## THE PROBLEM
From start to end of the material below, restate each line exactly.

## TASK MATERIAL
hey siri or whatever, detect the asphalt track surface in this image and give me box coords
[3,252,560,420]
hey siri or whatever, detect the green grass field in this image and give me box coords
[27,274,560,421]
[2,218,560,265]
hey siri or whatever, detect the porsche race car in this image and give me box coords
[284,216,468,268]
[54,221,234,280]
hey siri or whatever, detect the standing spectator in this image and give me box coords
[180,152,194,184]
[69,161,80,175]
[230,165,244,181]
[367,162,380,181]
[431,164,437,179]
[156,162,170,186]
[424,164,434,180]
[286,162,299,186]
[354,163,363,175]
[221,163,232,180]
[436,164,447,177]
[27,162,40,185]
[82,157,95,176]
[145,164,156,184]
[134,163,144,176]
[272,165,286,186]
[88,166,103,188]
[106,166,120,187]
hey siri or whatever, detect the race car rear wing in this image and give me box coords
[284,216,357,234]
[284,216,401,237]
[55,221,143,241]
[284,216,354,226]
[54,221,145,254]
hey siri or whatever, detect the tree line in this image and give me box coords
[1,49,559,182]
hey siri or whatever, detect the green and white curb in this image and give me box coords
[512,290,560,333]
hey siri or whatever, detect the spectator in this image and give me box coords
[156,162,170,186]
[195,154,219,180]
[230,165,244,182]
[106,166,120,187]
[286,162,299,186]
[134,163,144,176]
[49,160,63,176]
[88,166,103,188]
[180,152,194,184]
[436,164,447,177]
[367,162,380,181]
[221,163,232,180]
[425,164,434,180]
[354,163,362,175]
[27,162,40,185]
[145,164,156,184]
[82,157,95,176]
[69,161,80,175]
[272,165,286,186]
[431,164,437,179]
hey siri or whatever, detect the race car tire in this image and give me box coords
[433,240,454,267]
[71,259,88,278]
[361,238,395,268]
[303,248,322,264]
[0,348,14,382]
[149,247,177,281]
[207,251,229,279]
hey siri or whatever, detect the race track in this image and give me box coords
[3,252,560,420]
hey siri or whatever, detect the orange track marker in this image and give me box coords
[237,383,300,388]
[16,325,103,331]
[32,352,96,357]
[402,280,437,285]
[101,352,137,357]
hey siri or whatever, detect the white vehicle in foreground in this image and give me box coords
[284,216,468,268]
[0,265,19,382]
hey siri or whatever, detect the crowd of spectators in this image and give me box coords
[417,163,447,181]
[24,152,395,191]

## RESPONSE TO THIS EXERCISE
hey siri or whatever, detect the asphalt track surface in this image and give me box coords
[3,252,560,420]
hey siri or whatever, detect the green grass field in this image and give me box coords
[27,274,560,421]
[2,218,560,265]
hey siri or whatever, detect the porsche race car in this image and give me box coords
[284,216,468,268]
[54,221,234,280]
hey siri or whatever, detect the standing spectator in this image and give me box coords
[180,152,194,184]
[69,161,80,175]
[230,165,244,181]
[367,162,380,181]
[431,164,437,179]
[156,162,170,186]
[424,164,434,180]
[286,162,299,186]
[354,163,363,175]
[221,163,232,180]
[436,164,447,177]
[27,162,40,185]
[82,157,95,176]
[145,164,156,184]
[134,163,144,176]
[272,165,286,186]
[88,166,103,188]
[106,166,120,187]
hey siri or whatever, detect the race car rear wing in this image and give me box coords
[284,216,357,234]
[284,216,401,237]
[55,221,143,241]
[284,216,354,226]
[54,221,145,254]
hey siri or whatever, detect the tree line in this image and give me box coords
[1,49,559,182]
hey siri or whatever, detect the green and white curb in this image and give me box coords
[512,290,560,333]
hey siri or whatever, detect the spectator in this image and give me box coords
[156,162,170,186]
[195,154,219,180]
[230,165,244,182]
[106,166,120,187]
[286,162,299,186]
[134,163,144,176]
[49,160,63,176]
[88,166,103,188]
[180,152,194,184]
[436,164,447,177]
[367,162,380,181]
[221,163,232,180]
[425,164,434,180]
[354,163,362,175]
[27,162,40,185]
[145,164,156,184]
[82,157,95,176]
[69,161,80,175]
[272,165,286,186]
[431,164,437,179]
hey siri or whatever, detect the race car tire in this image and give me box coords
[433,240,454,267]
[71,259,88,278]
[361,238,395,268]
[303,248,322,264]
[0,348,14,382]
[149,247,177,281]
[207,251,229,279]
hey siri or whatever, detect the race track in this image and give me box coords
[3,252,560,420]
hey siri or whatever, detect the orange track marker in this image and give me box coords
[237,383,300,388]
[16,325,103,331]
[32,352,96,357]
[402,280,437,285]
[101,352,137,357]
hey siri or whatever, detect the white vehicle in foreground in this image and give me box coords
[284,216,468,268]
[0,265,19,382]
hey siri or whatever, detect the crowd of spectators in this image and give me box coords
[417,163,447,181]
[24,152,395,191]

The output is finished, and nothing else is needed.